__WHAT YOU HAVE TO DO__
Render the lines from the first one through the line containing "403), (1030, 366)]" as a Markdown table with two columns, Number and Line, leaving out any blank lines.

***** DATA LISTING *****

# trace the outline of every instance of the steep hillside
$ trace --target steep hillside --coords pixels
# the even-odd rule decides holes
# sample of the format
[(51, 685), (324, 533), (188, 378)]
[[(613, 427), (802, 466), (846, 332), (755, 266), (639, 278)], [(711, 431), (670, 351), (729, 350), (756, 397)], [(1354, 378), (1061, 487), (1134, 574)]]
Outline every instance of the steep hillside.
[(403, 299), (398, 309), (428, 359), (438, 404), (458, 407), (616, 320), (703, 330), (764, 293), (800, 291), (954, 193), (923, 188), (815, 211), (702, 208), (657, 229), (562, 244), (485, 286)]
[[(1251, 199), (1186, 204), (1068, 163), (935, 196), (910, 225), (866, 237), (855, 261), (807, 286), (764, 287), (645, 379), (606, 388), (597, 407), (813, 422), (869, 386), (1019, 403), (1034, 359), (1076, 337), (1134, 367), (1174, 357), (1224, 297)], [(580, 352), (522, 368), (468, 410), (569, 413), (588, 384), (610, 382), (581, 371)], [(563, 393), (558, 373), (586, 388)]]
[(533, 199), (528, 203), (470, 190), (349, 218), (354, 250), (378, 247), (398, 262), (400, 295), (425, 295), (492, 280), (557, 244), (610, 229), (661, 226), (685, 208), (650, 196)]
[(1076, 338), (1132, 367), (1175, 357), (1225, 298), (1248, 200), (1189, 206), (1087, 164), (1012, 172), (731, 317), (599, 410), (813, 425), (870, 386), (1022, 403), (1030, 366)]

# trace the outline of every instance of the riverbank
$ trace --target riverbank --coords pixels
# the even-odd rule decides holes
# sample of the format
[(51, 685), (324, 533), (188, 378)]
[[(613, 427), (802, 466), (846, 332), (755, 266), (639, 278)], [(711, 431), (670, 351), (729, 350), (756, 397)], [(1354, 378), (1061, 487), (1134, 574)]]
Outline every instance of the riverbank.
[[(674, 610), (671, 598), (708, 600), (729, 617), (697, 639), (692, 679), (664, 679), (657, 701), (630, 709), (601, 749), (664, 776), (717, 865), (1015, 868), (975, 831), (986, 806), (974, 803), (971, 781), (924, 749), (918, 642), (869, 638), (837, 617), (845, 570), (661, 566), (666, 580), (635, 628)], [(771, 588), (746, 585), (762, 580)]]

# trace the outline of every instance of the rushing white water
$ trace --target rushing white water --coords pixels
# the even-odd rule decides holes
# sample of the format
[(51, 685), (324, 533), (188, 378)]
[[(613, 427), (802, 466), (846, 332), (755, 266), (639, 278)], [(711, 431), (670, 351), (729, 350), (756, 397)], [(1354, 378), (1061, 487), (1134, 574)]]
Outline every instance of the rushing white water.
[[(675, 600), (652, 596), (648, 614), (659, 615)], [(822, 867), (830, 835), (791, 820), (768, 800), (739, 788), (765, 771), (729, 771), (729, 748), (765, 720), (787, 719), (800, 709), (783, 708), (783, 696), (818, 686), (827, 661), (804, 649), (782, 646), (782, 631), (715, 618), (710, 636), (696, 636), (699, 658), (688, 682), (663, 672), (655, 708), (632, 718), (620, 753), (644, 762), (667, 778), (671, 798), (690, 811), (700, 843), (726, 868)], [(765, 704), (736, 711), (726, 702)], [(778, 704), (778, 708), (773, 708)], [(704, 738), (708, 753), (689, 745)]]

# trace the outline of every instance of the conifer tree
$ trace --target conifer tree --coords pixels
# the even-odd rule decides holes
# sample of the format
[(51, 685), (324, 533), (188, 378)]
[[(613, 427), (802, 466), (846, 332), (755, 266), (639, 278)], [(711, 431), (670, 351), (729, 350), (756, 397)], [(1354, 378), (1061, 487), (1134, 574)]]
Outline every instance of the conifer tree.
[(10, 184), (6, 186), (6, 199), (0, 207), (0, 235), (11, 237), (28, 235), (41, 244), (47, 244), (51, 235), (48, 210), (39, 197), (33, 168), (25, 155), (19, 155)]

*****

__THE RESPONSE__
| Number | Line |
|---|---|
| 1 | # trace the outline of every instance of the steep hillside |
| 2 | $ trace --target steep hillside --coords pixels |
| 3 | # the even-odd rule decides holes |
| 4 | # sample of the format |
| 5 | [(51, 685), (324, 533), (188, 378)] |
| 6 | [[(613, 427), (802, 466), (846, 332), (755, 266), (639, 278)], [(711, 431), (670, 351), (729, 350), (756, 397)], [(1354, 378), (1061, 487), (1134, 574)]] |
| 7 | Outline every instance of the steep hillside. |
| 8 | [(403, 299), (398, 309), (428, 359), (438, 404), (458, 407), (616, 320), (703, 330), (764, 293), (800, 291), (954, 193), (923, 188), (815, 211), (702, 208), (657, 229), (562, 244), (485, 286)] |
| 9 | [[(1251, 199), (1186, 204), (1068, 163), (935, 196), (910, 225), (866, 237), (855, 261), (807, 286), (764, 287), (645, 379), (606, 388), (597, 407), (813, 422), (869, 386), (1019, 403), (1034, 359), (1076, 337), (1134, 367), (1174, 357), (1224, 297)], [(580, 352), (522, 368), (468, 410), (569, 413), (588, 384), (610, 382), (581, 371)], [(563, 393), (558, 373), (586, 388)]] |
| 10 | [(533, 199), (528, 203), (470, 190), (349, 218), (354, 250), (378, 247), (398, 262), (400, 295), (425, 295), (492, 280), (557, 244), (610, 229), (661, 226), (685, 208), (650, 196)] |
| 11 | [(1076, 338), (1132, 367), (1175, 357), (1225, 298), (1248, 200), (1189, 206), (1087, 164), (1012, 172), (731, 317), (599, 410), (813, 425), (870, 386), (1022, 403), (1030, 366)] |